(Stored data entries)
=== Begin Enclosure ===
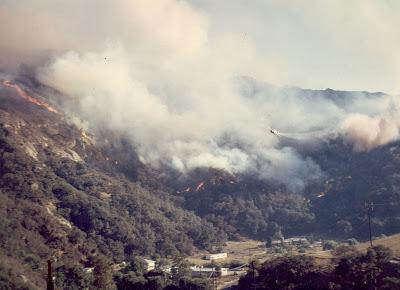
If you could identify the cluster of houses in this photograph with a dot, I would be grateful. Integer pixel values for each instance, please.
(197, 271)
(299, 242)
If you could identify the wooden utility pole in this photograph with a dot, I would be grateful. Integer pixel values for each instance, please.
(369, 210)
(50, 279)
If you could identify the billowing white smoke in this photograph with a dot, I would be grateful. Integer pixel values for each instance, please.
(150, 69)
(366, 133)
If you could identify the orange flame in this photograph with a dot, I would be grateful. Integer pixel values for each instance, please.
(200, 186)
(29, 98)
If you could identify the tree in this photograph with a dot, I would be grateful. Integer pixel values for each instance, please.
(103, 275)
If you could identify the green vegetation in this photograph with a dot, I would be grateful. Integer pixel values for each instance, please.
(373, 270)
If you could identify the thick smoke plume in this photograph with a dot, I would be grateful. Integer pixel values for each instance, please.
(151, 69)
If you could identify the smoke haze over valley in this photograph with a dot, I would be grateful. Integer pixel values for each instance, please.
(150, 131)
(159, 74)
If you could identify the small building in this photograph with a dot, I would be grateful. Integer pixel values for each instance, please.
(218, 256)
(296, 241)
(198, 272)
(149, 264)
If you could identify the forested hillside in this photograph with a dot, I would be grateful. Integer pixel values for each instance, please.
(61, 197)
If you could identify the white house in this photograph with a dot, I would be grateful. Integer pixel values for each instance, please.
(149, 264)
(218, 256)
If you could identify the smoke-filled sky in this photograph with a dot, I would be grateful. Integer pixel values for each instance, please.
(170, 73)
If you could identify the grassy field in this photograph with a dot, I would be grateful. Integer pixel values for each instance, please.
(237, 251)
(392, 242)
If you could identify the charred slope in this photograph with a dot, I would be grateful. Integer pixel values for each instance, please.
(62, 196)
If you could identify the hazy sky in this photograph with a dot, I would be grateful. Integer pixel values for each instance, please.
(352, 45)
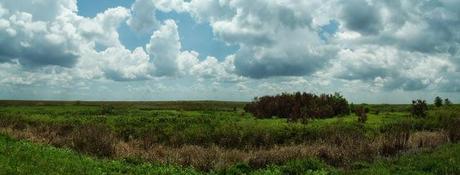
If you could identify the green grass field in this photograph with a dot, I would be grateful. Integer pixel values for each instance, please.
(220, 138)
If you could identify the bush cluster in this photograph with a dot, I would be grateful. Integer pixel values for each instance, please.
(419, 108)
(298, 106)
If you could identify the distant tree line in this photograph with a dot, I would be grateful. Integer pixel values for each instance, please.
(298, 106)
(438, 102)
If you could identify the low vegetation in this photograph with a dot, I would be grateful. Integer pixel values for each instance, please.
(299, 106)
(200, 137)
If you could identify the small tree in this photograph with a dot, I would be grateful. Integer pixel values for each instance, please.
(438, 101)
(419, 108)
(447, 102)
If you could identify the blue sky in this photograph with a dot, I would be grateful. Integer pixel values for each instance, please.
(370, 51)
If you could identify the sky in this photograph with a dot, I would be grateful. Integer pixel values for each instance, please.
(370, 51)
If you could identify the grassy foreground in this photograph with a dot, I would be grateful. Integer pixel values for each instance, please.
(22, 157)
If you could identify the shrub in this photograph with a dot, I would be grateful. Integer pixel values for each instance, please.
(298, 106)
(419, 108)
(361, 112)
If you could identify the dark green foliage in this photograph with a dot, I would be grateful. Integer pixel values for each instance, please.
(304, 166)
(438, 101)
(298, 106)
(361, 112)
(419, 108)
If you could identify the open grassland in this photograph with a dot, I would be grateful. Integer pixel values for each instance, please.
(220, 138)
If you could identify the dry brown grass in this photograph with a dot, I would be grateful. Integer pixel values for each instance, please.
(339, 151)
(427, 139)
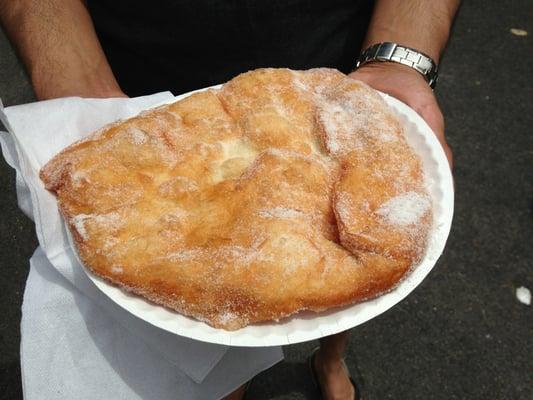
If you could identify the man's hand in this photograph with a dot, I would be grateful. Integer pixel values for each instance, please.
(57, 42)
(409, 86)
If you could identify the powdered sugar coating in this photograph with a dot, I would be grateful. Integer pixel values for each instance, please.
(404, 209)
(249, 203)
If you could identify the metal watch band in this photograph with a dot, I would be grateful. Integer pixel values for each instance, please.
(388, 51)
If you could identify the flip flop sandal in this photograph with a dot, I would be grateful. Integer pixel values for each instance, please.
(316, 382)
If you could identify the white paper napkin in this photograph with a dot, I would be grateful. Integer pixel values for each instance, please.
(37, 132)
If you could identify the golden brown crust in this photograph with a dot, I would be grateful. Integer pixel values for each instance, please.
(282, 191)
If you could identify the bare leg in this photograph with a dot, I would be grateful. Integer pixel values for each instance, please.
(331, 370)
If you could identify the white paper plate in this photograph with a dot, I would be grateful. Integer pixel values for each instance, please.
(308, 325)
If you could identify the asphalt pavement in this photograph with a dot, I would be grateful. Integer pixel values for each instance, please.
(462, 334)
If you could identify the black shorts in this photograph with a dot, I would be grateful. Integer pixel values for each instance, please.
(183, 45)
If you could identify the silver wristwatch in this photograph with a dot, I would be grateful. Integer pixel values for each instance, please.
(387, 51)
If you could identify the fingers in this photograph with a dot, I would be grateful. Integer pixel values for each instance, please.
(432, 114)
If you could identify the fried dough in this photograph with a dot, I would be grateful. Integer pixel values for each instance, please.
(282, 191)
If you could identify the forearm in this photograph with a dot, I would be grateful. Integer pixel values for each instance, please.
(57, 43)
(421, 24)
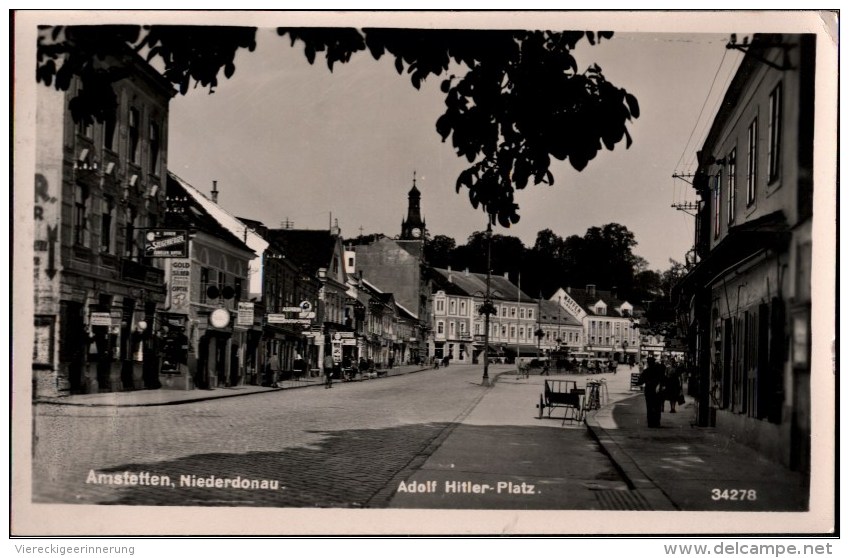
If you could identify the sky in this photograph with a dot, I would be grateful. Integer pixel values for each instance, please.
(289, 141)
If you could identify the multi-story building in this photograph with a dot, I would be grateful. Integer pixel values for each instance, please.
(560, 330)
(458, 324)
(98, 186)
(609, 328)
(397, 265)
(319, 253)
(747, 301)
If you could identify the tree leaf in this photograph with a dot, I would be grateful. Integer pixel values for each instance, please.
(633, 105)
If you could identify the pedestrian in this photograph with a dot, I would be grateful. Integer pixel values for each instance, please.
(652, 381)
(672, 388)
(328, 371)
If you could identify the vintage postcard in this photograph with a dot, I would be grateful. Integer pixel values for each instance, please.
(424, 273)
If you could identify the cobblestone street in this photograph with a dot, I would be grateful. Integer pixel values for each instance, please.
(347, 447)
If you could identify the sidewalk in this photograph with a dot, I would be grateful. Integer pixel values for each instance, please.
(684, 467)
(163, 396)
(675, 467)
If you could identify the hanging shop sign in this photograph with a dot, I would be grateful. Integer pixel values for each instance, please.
(246, 314)
(219, 318)
(166, 243)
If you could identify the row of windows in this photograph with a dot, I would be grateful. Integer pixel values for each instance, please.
(730, 162)
(453, 305)
(82, 227)
(134, 138)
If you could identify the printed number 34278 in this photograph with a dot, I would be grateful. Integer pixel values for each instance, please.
(733, 494)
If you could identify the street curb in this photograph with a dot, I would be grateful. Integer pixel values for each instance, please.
(44, 401)
(625, 465)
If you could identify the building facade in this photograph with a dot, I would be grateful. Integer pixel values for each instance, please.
(746, 303)
(98, 187)
(609, 328)
(205, 291)
(458, 323)
(561, 332)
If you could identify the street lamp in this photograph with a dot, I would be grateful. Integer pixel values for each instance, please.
(487, 307)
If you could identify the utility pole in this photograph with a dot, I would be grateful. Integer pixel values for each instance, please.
(487, 308)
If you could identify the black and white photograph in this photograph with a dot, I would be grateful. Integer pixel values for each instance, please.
(424, 273)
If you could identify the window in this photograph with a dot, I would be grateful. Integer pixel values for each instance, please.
(751, 162)
(80, 215)
(717, 202)
(130, 247)
(774, 132)
(106, 223)
(204, 283)
(109, 134)
(155, 146)
(134, 135)
(732, 186)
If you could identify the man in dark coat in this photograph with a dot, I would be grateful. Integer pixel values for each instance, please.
(651, 379)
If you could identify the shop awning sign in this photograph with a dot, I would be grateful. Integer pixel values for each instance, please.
(166, 243)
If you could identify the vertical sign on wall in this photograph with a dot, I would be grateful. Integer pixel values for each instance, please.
(178, 284)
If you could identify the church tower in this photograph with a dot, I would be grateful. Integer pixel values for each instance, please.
(413, 227)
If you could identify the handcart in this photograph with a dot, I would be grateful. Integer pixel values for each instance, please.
(564, 394)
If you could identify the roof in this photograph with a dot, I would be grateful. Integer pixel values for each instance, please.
(550, 311)
(313, 249)
(474, 284)
(194, 213)
(224, 218)
(588, 299)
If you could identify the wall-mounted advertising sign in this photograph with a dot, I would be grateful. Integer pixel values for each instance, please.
(166, 243)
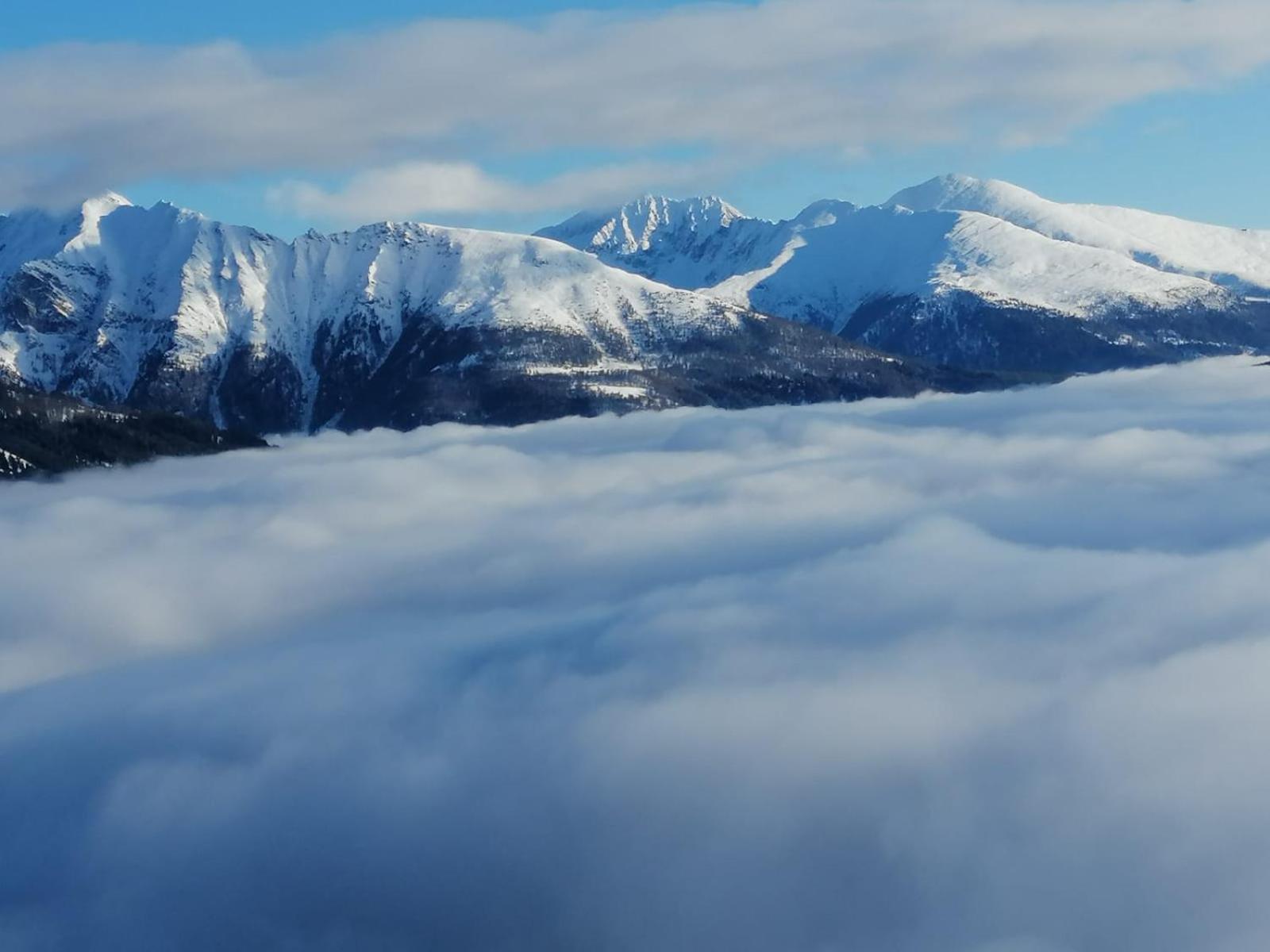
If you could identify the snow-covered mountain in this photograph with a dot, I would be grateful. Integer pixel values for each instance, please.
(387, 325)
(968, 272)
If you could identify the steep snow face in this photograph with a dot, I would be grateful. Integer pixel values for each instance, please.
(645, 224)
(827, 272)
(952, 235)
(685, 243)
(33, 234)
(124, 304)
(1232, 258)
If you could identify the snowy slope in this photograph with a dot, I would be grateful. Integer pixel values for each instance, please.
(685, 243)
(976, 273)
(1233, 258)
(826, 273)
(391, 324)
(114, 286)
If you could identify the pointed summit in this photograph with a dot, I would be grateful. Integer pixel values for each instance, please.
(645, 224)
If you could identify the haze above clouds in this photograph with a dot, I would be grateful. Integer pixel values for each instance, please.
(385, 124)
(979, 673)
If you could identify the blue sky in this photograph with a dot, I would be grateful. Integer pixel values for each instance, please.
(1191, 144)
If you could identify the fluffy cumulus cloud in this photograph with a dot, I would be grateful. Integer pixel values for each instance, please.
(736, 80)
(972, 674)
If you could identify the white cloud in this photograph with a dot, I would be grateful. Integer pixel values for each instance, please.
(978, 673)
(413, 190)
(738, 82)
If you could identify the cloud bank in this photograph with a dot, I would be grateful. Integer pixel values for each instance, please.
(978, 674)
(729, 80)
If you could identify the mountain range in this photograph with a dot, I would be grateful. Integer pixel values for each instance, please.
(954, 285)
(964, 272)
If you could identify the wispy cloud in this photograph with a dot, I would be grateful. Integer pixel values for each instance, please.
(741, 80)
(413, 190)
(982, 674)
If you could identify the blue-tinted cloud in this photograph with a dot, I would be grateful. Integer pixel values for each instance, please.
(738, 83)
(975, 673)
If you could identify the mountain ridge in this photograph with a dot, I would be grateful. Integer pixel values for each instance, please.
(986, 274)
(391, 324)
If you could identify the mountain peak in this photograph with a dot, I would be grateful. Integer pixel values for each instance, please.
(963, 194)
(645, 224)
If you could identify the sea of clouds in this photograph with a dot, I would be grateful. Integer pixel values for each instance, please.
(956, 674)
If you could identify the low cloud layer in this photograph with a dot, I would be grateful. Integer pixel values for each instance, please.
(729, 80)
(972, 674)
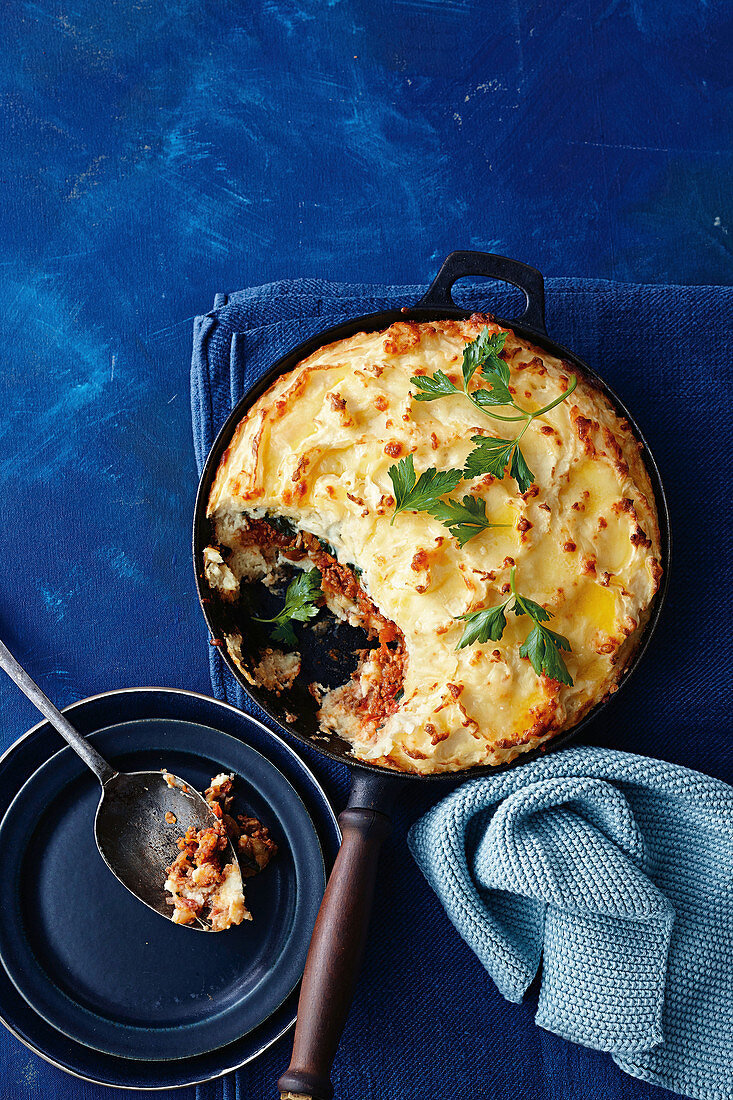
=== End Enclosure ===
Activity: Return the lines from the one containing "If you could identify the blue-tinted" through the last line of the records, both included, exactly as written and with no pictures.

Completed exercise:
If you could identify the blue-tinted cloud in this photograph with a dot, I would be grateful. Integer pixel values for each instance, please.
(738, 83)
(975, 673)
If you could identify the mountain ridge in this photograph with a dot, I would be grateful. Integer pixel values for each instance, please.
(986, 274)
(391, 324)
If you could identify the mountain peak in this photograph with a dot, I would be grateful. Integer pixel values for each instance, please.
(963, 194)
(645, 224)
If you could identify the sea of clouds in this photograph with a dot, I would be grateful. Integer pixel values for each instance, please.
(956, 674)
If you could identify the low cloud layer in this photograph with a dot, I would be grateful. Integer pixel values for each instance, please.
(729, 80)
(972, 674)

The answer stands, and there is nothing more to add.